[Stored data entries]
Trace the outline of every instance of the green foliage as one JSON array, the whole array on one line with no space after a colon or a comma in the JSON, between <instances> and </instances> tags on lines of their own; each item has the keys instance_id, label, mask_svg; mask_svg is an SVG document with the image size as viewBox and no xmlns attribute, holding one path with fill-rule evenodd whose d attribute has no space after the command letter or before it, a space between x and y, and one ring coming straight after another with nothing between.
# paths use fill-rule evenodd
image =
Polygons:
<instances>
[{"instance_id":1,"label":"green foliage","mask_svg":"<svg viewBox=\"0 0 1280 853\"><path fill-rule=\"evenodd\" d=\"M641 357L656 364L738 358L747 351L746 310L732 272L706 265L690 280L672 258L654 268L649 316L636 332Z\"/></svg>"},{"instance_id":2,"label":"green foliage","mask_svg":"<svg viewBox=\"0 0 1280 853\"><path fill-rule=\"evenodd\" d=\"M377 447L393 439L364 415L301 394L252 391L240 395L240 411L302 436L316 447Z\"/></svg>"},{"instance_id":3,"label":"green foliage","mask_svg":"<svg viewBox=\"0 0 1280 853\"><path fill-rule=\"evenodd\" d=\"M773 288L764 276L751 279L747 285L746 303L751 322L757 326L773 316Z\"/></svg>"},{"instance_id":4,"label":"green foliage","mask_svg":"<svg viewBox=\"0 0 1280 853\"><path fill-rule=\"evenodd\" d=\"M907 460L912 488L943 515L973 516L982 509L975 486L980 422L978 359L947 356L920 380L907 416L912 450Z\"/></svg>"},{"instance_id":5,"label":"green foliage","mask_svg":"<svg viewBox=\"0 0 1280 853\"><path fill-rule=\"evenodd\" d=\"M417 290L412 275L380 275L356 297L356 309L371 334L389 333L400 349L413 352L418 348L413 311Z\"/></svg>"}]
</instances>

Work item: From the data above, copy each line with the string "image" in it.

Response to the task:
Trace the outline of every instance of the green foliage as one JSON array, the whole array on one line with no space after a colon or a comma in the JSON, between <instances> and </instances> tags on lines of their own; each item has the keys instance_id, label, mask_svg; mask_svg is an SVG document with the image size as viewBox and no xmlns attribute, holding one path with fill-rule evenodd whose d attribute has no space after the command letter or before it, a space between x and y, and one ring coming straight after another with nothing between.
image =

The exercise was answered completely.